* [EXERCISE DESCRIPTION]: Put every line of the records below into a JSON list of strings, one string per line, with blank lines skipped. Leave the pictures out.

===== DATASET ROWS

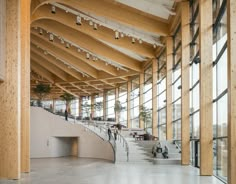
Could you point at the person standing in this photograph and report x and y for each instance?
(109, 133)
(66, 115)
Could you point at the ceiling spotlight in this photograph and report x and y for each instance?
(116, 35)
(95, 27)
(53, 10)
(78, 20)
(41, 32)
(51, 37)
(90, 22)
(133, 40)
(67, 45)
(87, 55)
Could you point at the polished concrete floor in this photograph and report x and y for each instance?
(71, 170)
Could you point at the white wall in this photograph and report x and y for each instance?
(50, 138)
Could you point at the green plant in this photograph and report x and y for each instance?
(41, 90)
(145, 116)
(98, 107)
(68, 98)
(86, 107)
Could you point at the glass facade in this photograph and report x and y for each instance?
(176, 85)
(220, 89)
(161, 95)
(134, 103)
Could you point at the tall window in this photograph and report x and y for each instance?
(123, 102)
(220, 121)
(134, 103)
(148, 96)
(176, 85)
(161, 95)
(98, 109)
(194, 83)
(110, 102)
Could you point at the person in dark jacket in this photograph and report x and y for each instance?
(66, 115)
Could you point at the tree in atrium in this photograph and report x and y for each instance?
(68, 98)
(41, 90)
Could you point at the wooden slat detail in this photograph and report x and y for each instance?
(185, 47)
(10, 107)
(141, 89)
(206, 82)
(169, 66)
(231, 44)
(154, 97)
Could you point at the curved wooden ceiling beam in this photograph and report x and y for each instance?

==========

* [REPLY TO THE EXERCISE]:
[
  "Could you point at the person standing in this photograph and report x and y for each instance?",
  "(109, 133)",
  "(66, 115)",
  "Could you point at the ceiling spotlight in this photograph and report x and y for each instance?",
  "(116, 35)",
  "(95, 27)",
  "(53, 10)",
  "(78, 20)",
  "(41, 32)",
  "(51, 37)",
  "(90, 22)",
  "(133, 40)",
  "(67, 45)",
  "(87, 55)",
  "Could you point at the polished concrete floor in this photograph and report x and y for each instance?",
  "(71, 170)",
  "Could you point at the white wall in this photograph and report x and y for each instance?",
  "(50, 138)",
  "Could you point at the green plant in this photograph and report x and y for each instance?",
  "(41, 90)",
  "(145, 116)",
  "(98, 107)",
  "(68, 98)",
  "(86, 107)",
  "Could you point at the glass facade in this photograph and report x and y for each instance?",
  "(176, 85)",
  "(220, 89)",
  "(161, 95)",
  "(134, 103)",
  "Could you point at the tall window in this photograph and report x and y for each instance?",
  "(123, 102)",
  "(220, 121)",
  "(134, 103)",
  "(148, 96)",
  "(176, 85)",
  "(161, 95)",
  "(98, 109)",
  "(194, 83)",
  "(110, 102)",
  "Could you point at the person in dark jacket in this photograph and report x and y for each instance?",
  "(66, 115)",
  "Could you point at the tree in atrium in this photograph and report x and y for each instance?",
  "(68, 98)",
  "(41, 90)",
  "Could you point at the wooden slat detail in this photograph and report x and y for each instance?",
  "(185, 47)",
  "(10, 107)",
  "(141, 89)",
  "(206, 82)",
  "(169, 66)",
  "(231, 44)",
  "(154, 97)",
  "Could you point at the curved wooden ceiling beam in this photograph and report x and y for each instance?"
]